▶ **WHAT THE EXERCISE ASKS**:
Output exactly the lines between the line that contains "of the apple" and the last line of the material, counting both.

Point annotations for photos
........

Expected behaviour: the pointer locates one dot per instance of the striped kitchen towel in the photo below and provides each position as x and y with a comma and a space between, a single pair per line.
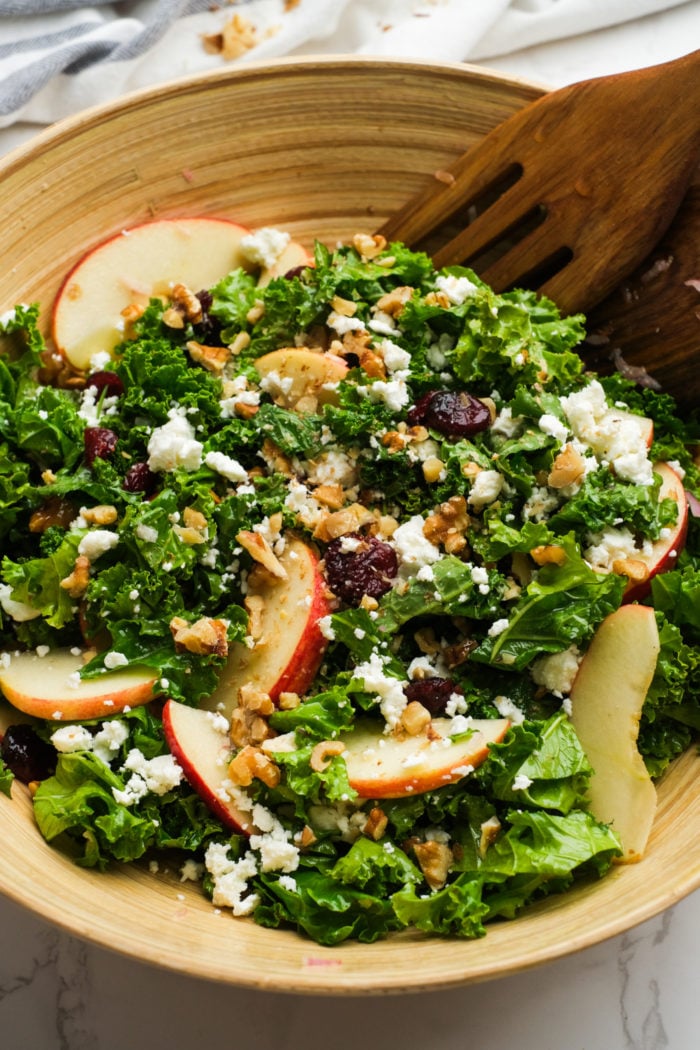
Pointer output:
58, 57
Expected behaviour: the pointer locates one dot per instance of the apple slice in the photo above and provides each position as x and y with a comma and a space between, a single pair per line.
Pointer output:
607, 698
145, 261
48, 687
297, 372
664, 552
391, 767
204, 751
290, 647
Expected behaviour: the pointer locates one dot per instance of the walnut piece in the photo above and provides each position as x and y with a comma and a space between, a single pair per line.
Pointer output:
204, 637
77, 582
252, 763
435, 860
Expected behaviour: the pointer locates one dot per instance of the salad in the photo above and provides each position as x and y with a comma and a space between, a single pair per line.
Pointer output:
304, 587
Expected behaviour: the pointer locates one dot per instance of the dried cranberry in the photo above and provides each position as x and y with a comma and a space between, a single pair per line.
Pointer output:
108, 381
432, 693
100, 443
458, 415
140, 478
26, 755
367, 569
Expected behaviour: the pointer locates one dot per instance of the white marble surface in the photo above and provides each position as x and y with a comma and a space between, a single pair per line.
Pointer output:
638, 991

........

▶ **FINISHED ANSWER**:
Expected behaviour: the pointer locates one dot per instance of the apple slice in the photo above and provides each position as x and y with a comma and a space between, a single pair per line.
Pointer output:
607, 698
145, 261
48, 687
297, 372
664, 552
391, 767
204, 751
290, 647
Expected behaviour: the pointer locates one dot per instance of the walnut piece in the photo above and provides each position as x and y with a comma and a space between, a single pair per line.
Pointer output:
204, 637
77, 582
252, 763
435, 860
Expected behaviour: the pointer locates one dot per instance of the salad in the photo above and provides each position as x and y with a comma and a space between, a single pair per line.
Pointer output:
304, 587
Expected behaviour: the pointer locates one dot per instance of the dried cranberry in the photo above and provides each position as x and y with a comma and a space between, a single pair per line.
Pointer output:
108, 381
432, 693
100, 443
458, 415
140, 478
26, 755
367, 569
Expected behaviour: the pointer locates one dot per instance of the white marble surface in the photo above and provides each position as x and y with a comma and a space between, a single pair per line.
Pointer output:
638, 991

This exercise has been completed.